DIRECTIONS:
A. According to the passage on design rights, within what period after implementation does the Government plan to evaluate the impact of the change?
B. Write out the stretch of the passage on design rights from "The focus of" through "Italy and Germany.", word for word.

TEXT EXCERPT:
- - - - - - -
The focus of the offence being on registered designs rather than unregistered designs also reflects the majority of responses to the designs consultation. As with other legislative changes, the Government plan to evaluate the impact of the change within five years of implementation. The offence gives registered designs the same level of protection as copyright and trade marks, creating a coherent approach to enforcement and protection. It also brings design rights in the UK to a level with other European design leaders such as Denmark, which noble Lords will know is noted for design in its furniture manufacturing industry, as well as Italy and Germany.
- - - - - - -
DATA ROWS:
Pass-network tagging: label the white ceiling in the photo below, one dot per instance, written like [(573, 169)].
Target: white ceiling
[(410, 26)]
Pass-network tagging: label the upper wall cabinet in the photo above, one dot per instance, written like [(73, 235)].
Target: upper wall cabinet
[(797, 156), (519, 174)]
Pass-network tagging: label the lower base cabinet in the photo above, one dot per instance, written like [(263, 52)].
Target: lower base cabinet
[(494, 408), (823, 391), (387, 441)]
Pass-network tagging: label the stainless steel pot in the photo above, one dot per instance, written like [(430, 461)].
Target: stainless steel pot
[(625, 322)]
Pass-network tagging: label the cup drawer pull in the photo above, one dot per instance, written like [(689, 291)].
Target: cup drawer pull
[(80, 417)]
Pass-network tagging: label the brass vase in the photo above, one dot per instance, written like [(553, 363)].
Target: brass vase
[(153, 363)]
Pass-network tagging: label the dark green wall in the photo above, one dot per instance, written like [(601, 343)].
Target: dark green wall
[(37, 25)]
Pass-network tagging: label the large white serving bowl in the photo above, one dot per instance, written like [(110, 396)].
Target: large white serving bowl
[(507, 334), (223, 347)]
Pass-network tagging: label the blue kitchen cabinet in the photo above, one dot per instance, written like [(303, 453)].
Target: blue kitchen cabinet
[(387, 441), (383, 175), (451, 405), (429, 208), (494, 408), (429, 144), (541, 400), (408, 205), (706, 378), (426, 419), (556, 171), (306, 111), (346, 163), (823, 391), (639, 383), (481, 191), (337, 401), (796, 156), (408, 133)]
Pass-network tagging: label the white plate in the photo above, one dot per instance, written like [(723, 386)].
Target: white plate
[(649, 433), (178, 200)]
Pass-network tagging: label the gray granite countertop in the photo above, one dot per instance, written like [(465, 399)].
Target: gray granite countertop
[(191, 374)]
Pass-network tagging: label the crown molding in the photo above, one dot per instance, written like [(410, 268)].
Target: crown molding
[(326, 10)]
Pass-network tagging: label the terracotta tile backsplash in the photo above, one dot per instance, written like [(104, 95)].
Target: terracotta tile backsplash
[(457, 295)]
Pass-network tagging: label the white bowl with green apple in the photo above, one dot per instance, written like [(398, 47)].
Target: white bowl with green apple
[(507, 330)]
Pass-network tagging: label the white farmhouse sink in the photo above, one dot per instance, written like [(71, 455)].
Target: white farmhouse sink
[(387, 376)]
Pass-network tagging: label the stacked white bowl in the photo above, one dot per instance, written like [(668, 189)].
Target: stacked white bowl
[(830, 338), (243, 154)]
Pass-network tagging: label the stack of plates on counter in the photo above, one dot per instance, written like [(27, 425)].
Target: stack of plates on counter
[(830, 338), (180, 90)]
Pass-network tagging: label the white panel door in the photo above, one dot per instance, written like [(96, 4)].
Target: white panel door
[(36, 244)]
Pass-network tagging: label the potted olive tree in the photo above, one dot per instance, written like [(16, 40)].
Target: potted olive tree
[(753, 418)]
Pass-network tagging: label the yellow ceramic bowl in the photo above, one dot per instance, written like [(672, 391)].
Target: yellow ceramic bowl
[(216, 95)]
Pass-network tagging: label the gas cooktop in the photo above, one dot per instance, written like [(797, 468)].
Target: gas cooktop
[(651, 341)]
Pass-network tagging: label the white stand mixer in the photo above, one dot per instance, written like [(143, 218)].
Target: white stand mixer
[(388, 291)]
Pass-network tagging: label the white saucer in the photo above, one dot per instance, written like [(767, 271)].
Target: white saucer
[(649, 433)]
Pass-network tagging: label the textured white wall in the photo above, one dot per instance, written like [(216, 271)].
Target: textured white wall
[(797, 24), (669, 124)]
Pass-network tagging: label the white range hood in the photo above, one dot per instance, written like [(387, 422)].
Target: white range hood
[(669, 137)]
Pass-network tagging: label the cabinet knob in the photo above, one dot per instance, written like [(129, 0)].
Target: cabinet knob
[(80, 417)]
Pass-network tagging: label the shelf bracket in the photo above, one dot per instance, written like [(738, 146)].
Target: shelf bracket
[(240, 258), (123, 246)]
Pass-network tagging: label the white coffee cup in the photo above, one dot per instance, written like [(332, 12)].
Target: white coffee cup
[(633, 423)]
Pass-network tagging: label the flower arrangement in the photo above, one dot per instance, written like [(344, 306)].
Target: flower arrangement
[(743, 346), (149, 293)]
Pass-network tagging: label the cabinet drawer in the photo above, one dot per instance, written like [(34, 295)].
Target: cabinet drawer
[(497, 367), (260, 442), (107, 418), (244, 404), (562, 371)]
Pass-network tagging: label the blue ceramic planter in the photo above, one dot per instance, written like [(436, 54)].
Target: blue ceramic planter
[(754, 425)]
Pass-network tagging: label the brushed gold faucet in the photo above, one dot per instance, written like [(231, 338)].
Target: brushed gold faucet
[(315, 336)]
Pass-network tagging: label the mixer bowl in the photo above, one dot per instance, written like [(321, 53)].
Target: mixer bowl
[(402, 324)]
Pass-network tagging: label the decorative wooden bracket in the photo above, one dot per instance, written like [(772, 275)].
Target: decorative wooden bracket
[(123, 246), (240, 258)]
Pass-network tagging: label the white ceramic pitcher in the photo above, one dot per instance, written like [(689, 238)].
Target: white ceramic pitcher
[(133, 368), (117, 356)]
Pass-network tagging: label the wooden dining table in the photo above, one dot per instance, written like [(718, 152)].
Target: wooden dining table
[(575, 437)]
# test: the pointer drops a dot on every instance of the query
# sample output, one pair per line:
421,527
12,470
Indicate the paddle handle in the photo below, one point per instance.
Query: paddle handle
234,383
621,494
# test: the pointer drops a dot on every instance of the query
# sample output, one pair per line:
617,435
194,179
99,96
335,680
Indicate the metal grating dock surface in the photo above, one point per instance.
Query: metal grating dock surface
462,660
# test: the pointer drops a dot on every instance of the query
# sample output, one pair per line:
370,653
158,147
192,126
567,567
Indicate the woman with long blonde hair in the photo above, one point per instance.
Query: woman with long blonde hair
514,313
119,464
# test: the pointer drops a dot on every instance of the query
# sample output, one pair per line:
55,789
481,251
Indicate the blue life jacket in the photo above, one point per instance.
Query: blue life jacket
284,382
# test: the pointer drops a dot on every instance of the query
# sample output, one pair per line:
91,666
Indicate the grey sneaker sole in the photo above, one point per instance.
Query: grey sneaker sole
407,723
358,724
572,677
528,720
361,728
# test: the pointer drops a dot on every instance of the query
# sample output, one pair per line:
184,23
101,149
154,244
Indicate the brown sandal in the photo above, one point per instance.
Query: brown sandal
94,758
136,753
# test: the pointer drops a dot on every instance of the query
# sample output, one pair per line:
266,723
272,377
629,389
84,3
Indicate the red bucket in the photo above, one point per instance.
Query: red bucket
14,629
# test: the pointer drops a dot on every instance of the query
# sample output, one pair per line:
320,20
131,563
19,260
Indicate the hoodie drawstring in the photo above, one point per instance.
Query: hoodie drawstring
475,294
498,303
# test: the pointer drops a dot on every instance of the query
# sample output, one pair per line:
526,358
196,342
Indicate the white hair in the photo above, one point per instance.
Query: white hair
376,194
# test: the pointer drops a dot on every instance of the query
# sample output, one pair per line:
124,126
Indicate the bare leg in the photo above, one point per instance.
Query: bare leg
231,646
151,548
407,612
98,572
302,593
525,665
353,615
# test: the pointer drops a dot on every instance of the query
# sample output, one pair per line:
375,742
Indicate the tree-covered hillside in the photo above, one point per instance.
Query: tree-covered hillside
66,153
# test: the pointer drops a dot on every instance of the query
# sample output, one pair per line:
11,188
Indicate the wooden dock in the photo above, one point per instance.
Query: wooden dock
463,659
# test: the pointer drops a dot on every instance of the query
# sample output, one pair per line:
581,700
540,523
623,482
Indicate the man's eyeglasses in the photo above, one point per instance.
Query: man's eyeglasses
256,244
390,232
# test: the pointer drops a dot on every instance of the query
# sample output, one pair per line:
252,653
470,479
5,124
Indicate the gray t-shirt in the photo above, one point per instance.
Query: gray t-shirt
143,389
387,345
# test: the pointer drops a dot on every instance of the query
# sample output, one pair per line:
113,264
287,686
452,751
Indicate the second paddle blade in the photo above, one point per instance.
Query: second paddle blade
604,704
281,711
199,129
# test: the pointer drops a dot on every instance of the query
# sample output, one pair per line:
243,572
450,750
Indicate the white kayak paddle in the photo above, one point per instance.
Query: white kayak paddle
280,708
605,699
- - - - - - -
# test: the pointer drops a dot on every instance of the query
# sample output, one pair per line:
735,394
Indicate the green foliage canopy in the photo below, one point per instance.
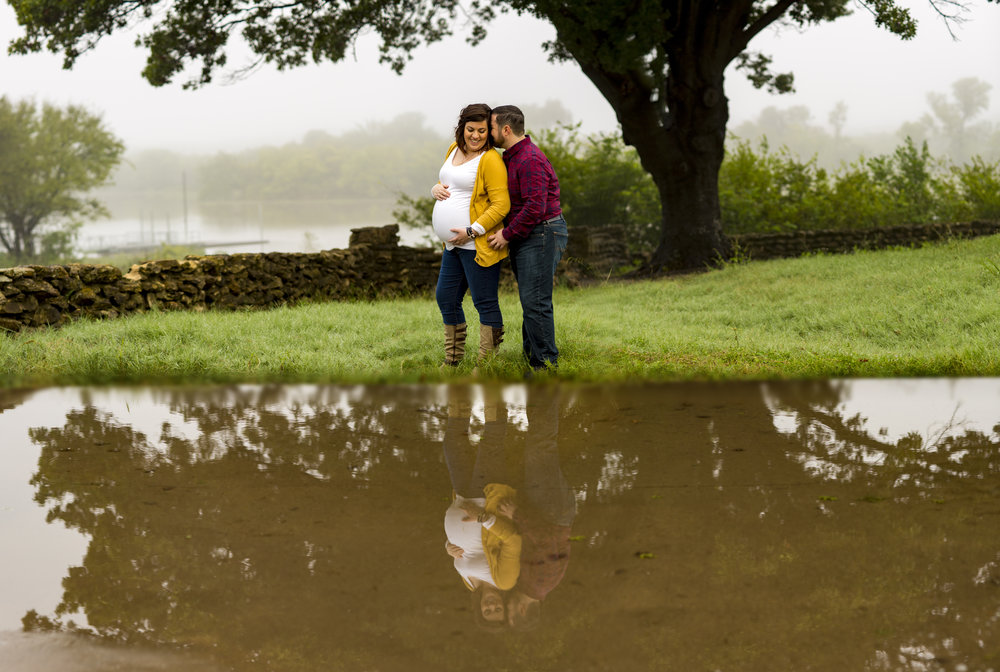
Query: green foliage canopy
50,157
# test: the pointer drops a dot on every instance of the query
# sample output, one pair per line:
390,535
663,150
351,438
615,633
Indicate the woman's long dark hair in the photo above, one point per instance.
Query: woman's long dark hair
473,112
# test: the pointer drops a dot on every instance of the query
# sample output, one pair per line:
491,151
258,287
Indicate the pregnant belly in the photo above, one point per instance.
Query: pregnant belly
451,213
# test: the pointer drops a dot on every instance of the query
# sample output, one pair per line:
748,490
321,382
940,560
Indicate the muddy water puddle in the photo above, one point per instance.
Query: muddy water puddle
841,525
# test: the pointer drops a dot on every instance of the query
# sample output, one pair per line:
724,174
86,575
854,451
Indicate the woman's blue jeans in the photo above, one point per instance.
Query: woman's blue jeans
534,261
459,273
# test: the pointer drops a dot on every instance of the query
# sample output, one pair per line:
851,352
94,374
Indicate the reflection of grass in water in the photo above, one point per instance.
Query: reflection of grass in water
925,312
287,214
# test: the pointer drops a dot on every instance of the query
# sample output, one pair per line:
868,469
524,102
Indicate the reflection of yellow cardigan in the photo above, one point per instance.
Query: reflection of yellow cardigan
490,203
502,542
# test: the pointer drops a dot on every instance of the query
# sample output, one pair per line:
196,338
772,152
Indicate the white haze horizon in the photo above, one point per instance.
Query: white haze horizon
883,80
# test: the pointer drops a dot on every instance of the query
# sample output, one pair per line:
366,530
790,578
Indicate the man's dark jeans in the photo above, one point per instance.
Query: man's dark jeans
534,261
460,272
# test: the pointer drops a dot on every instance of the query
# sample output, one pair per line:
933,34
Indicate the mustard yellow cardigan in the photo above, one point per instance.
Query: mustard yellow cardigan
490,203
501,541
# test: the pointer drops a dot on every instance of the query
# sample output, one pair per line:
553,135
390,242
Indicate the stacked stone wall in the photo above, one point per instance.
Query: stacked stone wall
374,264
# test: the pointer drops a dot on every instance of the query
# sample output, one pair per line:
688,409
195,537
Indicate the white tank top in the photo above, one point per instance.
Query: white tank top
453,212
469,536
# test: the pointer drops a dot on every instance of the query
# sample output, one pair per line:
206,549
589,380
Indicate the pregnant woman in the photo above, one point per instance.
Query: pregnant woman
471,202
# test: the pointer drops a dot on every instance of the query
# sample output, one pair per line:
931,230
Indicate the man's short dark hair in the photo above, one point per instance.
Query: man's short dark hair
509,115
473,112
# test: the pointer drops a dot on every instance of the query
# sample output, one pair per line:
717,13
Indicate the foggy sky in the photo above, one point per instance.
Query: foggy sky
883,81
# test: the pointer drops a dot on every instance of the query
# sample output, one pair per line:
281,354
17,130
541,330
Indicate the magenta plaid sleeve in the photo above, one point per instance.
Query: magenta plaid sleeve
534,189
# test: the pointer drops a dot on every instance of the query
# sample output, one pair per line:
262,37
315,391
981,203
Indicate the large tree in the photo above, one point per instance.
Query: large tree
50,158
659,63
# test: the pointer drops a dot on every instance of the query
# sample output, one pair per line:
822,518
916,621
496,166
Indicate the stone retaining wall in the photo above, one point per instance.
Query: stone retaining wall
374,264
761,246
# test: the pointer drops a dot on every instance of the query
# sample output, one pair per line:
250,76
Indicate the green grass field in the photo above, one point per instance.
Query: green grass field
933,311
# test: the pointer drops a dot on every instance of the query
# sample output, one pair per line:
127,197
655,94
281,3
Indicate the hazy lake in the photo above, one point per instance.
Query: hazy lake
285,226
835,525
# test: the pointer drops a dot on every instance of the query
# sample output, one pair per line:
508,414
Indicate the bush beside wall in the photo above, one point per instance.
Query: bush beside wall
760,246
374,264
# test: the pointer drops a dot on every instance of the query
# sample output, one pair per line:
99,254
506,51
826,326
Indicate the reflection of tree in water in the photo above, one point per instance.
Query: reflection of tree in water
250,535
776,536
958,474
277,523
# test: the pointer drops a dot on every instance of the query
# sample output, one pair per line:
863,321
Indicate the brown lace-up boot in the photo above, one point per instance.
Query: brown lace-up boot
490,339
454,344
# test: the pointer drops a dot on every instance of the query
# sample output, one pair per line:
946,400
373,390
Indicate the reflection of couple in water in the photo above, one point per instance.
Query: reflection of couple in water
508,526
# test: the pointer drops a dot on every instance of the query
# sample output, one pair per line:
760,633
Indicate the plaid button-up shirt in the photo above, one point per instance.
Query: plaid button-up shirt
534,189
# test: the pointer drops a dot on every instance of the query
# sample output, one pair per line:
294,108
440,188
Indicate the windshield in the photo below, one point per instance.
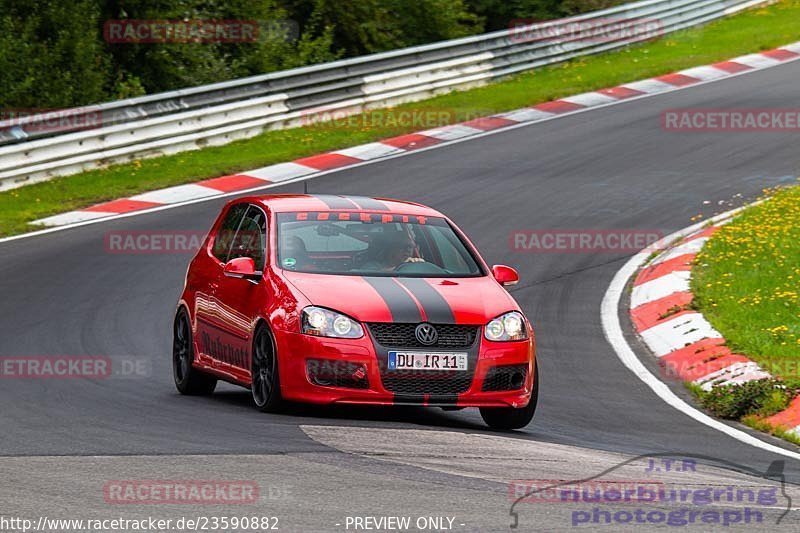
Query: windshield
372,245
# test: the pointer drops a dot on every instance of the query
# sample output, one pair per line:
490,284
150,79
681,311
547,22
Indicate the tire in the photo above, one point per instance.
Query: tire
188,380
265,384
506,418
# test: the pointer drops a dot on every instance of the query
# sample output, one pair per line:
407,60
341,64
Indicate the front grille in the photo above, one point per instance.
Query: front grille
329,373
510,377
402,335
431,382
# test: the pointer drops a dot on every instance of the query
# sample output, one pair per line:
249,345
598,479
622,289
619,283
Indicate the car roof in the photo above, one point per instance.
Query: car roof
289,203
- - - - - - -
FULL ANSWERS:
A. Within five years of implementation.

B.
The focus of the offence being on registered designs rather than unregistered designs also reflects the majority of responses to the designs consultation. As with other legislative changes, the Government plan to evaluate the impact of the change within five years of implementation. The offence gives registered designs the same level of protection as copyright and trade marks, creating a coherent approach to enforcement and protection. It also brings design rights in the UK to a level with other European design leaders such as Denmark, which noble Lords will know is noted for design in its furniture manufacturing industry, as well as Italy and Germany.